TEXT SEGMENT:
The Ballyshannon Unconformity
"Rocks from the Basement of Time"
I am a simple man. I lack the scientific knowledge to explain the simplest
things. How an airplane weighing tons and tons can rise in the air, and how it
can stay there, is a mystery. So are chromosomes, and cholesterol, and how my
people can persuade thousands and thousand of tourists to come from all over the
world and pay money to hang upside down to kiss a stone set in a wall.
Imagine my predicament when I attempt to understand that all my life I have
been familiar with one of the greatest natural phenomena, not only in the world
but in the very universe. Familiar in the sense that I have seen it, written
about it, walked on and around it, carry it in my memory wherever I go, and have
an affection for it that transcends nostalgia and the age old yearning of
generations of exiles to see once again the land of their ancestors and all that
it holds dear for them.

STORED RECORDS:
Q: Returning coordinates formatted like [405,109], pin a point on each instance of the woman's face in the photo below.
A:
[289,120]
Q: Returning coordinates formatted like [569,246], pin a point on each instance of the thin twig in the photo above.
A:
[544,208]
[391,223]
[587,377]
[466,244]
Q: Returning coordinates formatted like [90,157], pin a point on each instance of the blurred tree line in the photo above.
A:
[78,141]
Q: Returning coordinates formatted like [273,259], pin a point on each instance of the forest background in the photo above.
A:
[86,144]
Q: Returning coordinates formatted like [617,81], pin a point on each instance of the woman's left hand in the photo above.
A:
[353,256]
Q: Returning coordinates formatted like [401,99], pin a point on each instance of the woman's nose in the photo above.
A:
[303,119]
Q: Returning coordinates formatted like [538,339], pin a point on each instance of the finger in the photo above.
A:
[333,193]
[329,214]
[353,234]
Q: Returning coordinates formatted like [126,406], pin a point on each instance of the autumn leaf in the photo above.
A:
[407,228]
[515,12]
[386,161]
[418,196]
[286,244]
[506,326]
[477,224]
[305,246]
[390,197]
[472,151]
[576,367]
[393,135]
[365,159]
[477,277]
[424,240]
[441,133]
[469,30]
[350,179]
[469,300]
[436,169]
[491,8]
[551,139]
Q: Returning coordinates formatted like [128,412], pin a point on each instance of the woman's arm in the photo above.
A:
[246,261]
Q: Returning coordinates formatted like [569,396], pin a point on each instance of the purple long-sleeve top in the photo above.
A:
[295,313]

PROBLEM REQUIREMENTS:
Set down the full Ballyshannon Unconformity passage given above, word for word and without changes.

SOLVED EXERCISE:
The Ballyshannon Unconformity
"Rocks from the Basement of Time"
I am a simple man. I lack the scientific knowledge to explain the simplest
things. How an airplane weighing tons and tons can rise in the air, and how it
can stay there, is a mystery. So are chromosomes, and cholesterol, and how my
people can persuade thousands and thousand of tourists to come from all over the
world and pay money to hang upside down to kiss a stone set in a wall.
Imagine my predicament when I attempt to understand that all my life I have
been familiar with one of the greatest natural phenomena, not only in the world
but in the very universe. Familiar in the sense that I have seen it, written
about it, walked on and around it, carry it in my memory wherever I go, and have
an affection for it that transcends nostalgia and the age old yearning of
generations of exiles to see once again the land of their ancestors and all that
it holds dear for them.